• **TASK BRIEF**: Format every line of the rows below as a JSON list of strings, one string per line, and leave out any blank lines.

Excerpts of pointing data:

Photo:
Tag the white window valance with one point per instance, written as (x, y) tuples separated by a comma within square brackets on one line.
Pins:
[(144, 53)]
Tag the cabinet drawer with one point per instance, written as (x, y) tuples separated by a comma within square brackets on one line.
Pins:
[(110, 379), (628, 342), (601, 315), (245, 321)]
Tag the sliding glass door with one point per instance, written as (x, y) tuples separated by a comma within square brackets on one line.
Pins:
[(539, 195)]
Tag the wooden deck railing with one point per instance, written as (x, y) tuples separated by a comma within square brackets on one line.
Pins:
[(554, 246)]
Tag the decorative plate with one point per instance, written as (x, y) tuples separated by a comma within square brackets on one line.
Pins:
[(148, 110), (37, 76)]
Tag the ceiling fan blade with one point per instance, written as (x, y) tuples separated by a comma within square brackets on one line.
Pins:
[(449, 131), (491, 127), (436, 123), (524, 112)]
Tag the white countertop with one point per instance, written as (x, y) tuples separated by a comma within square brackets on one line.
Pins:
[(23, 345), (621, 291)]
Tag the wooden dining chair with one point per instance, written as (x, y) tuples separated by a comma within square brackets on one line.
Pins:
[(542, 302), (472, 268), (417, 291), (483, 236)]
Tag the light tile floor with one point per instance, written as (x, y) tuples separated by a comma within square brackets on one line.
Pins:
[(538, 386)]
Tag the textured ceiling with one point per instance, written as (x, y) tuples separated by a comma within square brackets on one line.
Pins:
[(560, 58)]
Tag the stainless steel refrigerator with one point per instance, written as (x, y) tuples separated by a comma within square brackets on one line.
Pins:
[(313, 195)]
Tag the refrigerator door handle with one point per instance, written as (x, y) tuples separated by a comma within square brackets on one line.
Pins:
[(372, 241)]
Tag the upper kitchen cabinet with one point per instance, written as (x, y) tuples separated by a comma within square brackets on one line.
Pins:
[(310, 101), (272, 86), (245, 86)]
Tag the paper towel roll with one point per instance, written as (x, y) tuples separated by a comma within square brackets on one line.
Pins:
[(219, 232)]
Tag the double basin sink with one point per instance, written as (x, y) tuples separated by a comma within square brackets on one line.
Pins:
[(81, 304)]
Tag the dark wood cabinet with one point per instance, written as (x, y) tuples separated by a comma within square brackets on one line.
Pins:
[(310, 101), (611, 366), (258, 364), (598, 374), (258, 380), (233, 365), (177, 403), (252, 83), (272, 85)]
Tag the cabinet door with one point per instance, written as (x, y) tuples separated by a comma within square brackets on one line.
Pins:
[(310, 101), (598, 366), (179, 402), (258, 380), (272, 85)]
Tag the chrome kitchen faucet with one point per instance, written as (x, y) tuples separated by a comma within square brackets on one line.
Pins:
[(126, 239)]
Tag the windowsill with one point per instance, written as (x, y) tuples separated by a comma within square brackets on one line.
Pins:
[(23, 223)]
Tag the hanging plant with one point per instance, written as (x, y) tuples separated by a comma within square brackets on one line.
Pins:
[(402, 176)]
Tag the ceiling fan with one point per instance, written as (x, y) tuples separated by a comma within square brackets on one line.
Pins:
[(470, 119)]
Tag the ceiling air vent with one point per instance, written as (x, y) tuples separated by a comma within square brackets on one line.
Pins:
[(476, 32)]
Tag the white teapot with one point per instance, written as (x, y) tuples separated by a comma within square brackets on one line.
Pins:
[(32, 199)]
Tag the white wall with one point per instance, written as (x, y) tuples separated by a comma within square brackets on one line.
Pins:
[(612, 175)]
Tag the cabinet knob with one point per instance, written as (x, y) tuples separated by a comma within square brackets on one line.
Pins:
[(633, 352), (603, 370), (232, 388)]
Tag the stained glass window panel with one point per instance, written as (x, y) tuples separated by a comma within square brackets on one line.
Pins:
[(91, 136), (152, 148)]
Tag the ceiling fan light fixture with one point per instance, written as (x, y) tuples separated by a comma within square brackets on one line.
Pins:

• **EXERCISE OUTPUT**:
[
  "Photo:",
  "Tag the white window valance with one point per instance, written as (x, y) tuples separated by a comma within square brackets on one line.",
  "Pins:",
  "[(144, 53)]",
  "Tag the cabinet drawer with one point per instance, written as (x, y) tuples separated by a comma within square brackets on one line.",
  "Pins:",
  "[(110, 379), (628, 342), (601, 315), (245, 321)]",
  "Tag the sliding glass door with one point per instance, written as (x, y) tuples separated by a comma within square brackets on one line.",
  "Pins:",
  "[(539, 195)]",
  "Tag the wooden deck railing with one point per instance, written as (x, y) tuples separated by a comma within square brackets on one line.",
  "Pins:",
  "[(554, 246)]",
  "Tag the decorative plate with one point per instance, written as (x, y) tuples separated by a comma within square brackets on one line.",
  "Pins:",
  "[(148, 110), (37, 76)]",
  "Tag the ceiling fan blade with one point per instance, written as (x, y) tuples separated by a comma within square brackets on one line.",
  "Pins:",
  "[(449, 131), (491, 127), (436, 123), (524, 112)]",
  "Tag the white countertop with one point per instance, written as (x, y) tuples separated by a comma within square brackets on one line.",
  "Pins:",
  "[(23, 345), (621, 291)]",
  "Tag the wooden dining chair with one point per instance, written as (x, y) tuples separated by a comma within square brackets on one line.",
  "Pins:",
  "[(542, 302), (472, 268), (417, 291), (483, 236)]",
  "Tag the light tile floor with one point per instance, written as (x, y) tuples separated by a comma within square brackets on one line.",
  "Pins:",
  "[(538, 386)]",
  "Tag the textured ceiling with one point per instance, written as (x, y) tuples separated by a comma within square brackets on one line.",
  "Pins:",
  "[(560, 58)]",
  "Tag the stainless steel refrigerator with one point per instance, written as (x, y) tuples separated by a comma within square brackets on one line.",
  "Pins:",
  "[(313, 195)]",
  "Tag the refrigerator door handle with one point per instance, written as (x, y) tuples separated by a comma within square brackets on one line.",
  "Pins:",
  "[(372, 241)]",
  "Tag the upper kitchen cabinet with one point per instance, written as (x, y) tuples separated by a comma within square brackets on one line.",
  "Pins:",
  "[(310, 101), (272, 86), (245, 86)]",
  "Tag the paper towel roll with one point per instance, written as (x, y) tuples separated by a comma within square brackets on one line.",
  "Pins:",
  "[(219, 232)]",
  "Tag the double basin sink with one point per instance, written as (x, y) tuples separated by a comma within square brackets on one line.",
  "Pins:",
  "[(81, 304)]",
  "Tag the dark wood cabinet with one point per instance, written as (x, y) tuples separated by a comma within square brackets on one line.",
  "Pins:",
  "[(310, 101), (611, 366), (258, 364), (598, 374), (258, 380), (233, 365), (177, 403), (252, 83), (272, 85)]",
  "Tag the cabinet door with one point per instance, written as (x, y) tuples separated by a comma within square brackets on one line.",
  "Pins:",
  "[(310, 101), (598, 366), (179, 402), (258, 380), (272, 85)]",
  "Tag the chrome kitchen faucet with one point per instance, written as (x, y) tuples separated by a comma within square brackets on one line.",
  "Pins:",
  "[(126, 239)]",
  "Tag the windowsill with one point per instance, written as (x, y) tuples separated by a comma within square brackets on one line.",
  "Pins:",
  "[(23, 223)]",
  "Tag the hanging plant with one point per instance, written as (x, y) tuples separated by a comma within square brackets on one line.",
  "Pins:",
  "[(402, 176)]",
  "Tag the ceiling fan with one point per instance, written as (x, y) tuples separated by a comma within square brackets on one line.",
  "Pins:",
  "[(470, 119)]",
  "Tag the ceiling air vent with one point per instance, written as (x, y) tuples separated by a comma within square brackets on one line.",
  "Pins:",
  "[(476, 32)]",
  "Tag the white teapot with one point per instance, written as (x, y) tuples separated by a comma within square brackets on one line.",
  "Pins:",
  "[(32, 199)]",
  "Tag the white wall with one point per instance, written as (x, y) tuples separated by a comma within square brackets on one line.",
  "Pins:",
  "[(612, 175)]",
  "Tag the cabinet knob with one point per instance, written as (x, y) tuples separated by a comma within square brackets on one line.",
  "Pins:",
  "[(633, 352), (603, 370), (232, 388)]",
  "Tag the stained glass window panel with one point per instance, written as (x, y) tuples separated by a comma within square brackets on one line.",
  "Pins:",
  "[(91, 136), (152, 148)]",
  "Tag the ceiling fan light fixture with one point per instance, written as (x, y) tuples separated by a comma within square brackets on one line.",
  "Pins:"
]